Transcrivez sans rien changer le passage de l'article sur Trump et l'ordre mondial, en commençant à « A Helsinki, la » et en terminant à « a souvent critiquée. ».

╭─ Texte choisi

A Helsinki, la tentation des zones d’influence
Par Isabelle Mandraud, Helsinki, envoyée spéciale, Gilles Paris, Helsinki, envoyé spécial - Le Monde
Moscou pourrait tirer profit de la remise en cause systématique par Trump des piliers de l’ordre mondial mis en place par Washington après la seconde guerre mondiale.
La perspective d’un départ américain de l’OTAN est restée à l’état de menace au cours du sommet organisé les 11 et 12 juillet à Bruxelles – un levier manifestement utilisé par le président des Etats-Unis pour obtenir un engagement plus consistant de ses alliés à augmenter leurs dépenses de défense. Donald Trump l’a revendiqué comme un succès personnel, renouvelant son attachement à une organisation qu’il a souvent critiquée.
Ces relations ambivalentes avec l’Alliance atlantique s’inscrivent dans une remise en cause systématique des piliers de l’ordre mondial mis en place par Washington après la seconde guerre mondiale. Aucune instance multilatérale n’échappe à ses diatribes. Aucun des alliés historiques des Etats-Unis n’est épargné par ses décisions, qu’il s’agisse de la sortie de l’accord sur le nucléaire iranien ou des taxes sur les importations, qui visent à rééquilibrer une balance commerciale lourdement déficitaire.
Son jugement sur l’Union européenne (UE), conçue selon lui pour nuire aux Etats-Unis, s’inscrit dans le même registre. Favorable au Brexit, le président américain préférerait des relations bilatérales avec chacun des pays européens.

╰─
╭─ Lignes fournies

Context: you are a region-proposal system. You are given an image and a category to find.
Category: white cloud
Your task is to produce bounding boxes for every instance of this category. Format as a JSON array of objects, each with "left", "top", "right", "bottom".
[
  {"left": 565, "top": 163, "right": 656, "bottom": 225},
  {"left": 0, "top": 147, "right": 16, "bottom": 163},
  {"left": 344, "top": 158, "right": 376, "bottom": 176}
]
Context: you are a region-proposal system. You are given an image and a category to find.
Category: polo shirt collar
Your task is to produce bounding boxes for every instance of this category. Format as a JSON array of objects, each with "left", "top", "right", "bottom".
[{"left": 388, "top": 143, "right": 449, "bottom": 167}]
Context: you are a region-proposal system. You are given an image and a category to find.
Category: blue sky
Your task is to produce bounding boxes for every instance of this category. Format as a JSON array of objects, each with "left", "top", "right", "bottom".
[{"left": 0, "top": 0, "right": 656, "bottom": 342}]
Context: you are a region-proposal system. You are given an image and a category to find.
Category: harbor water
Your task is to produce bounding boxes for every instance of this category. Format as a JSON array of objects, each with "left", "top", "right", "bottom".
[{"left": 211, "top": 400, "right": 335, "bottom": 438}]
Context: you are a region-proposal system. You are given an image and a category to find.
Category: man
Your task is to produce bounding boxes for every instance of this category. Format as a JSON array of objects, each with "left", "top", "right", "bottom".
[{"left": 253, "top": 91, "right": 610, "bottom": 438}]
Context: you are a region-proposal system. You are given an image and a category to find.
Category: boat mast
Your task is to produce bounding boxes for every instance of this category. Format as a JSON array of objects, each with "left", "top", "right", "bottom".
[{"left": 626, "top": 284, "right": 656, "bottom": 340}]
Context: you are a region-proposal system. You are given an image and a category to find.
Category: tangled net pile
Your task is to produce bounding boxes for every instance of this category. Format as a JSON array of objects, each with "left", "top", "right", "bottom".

╰─

### La réponse
A Helsinki, la tentation des zones d’influence
Par Isabelle Mandraud, Helsinki, envoyée spéciale, Gilles Paris, Helsinki, envoyé spécial - Le Monde
Moscou pourrait tirer profit de la remise en cause systématique par Trump des piliers de l’ordre mondial mis en place par Washington après la seconde guerre mondiale.
La perspective d’un départ américain de l’OTAN est restée à l’état de menace au cours du sommet organisé les 11 et 12 juillet à Bruxelles – un levier manifestement utilisé par le président des Etats-Unis pour obtenir un engagement plus consistant de ses alliés à augmenter leurs dépenses de défense. Donald Trump l’a revendiqué comme un succès personnel, renouvelant son attachement à une organisation qu’il a souvent critiquée.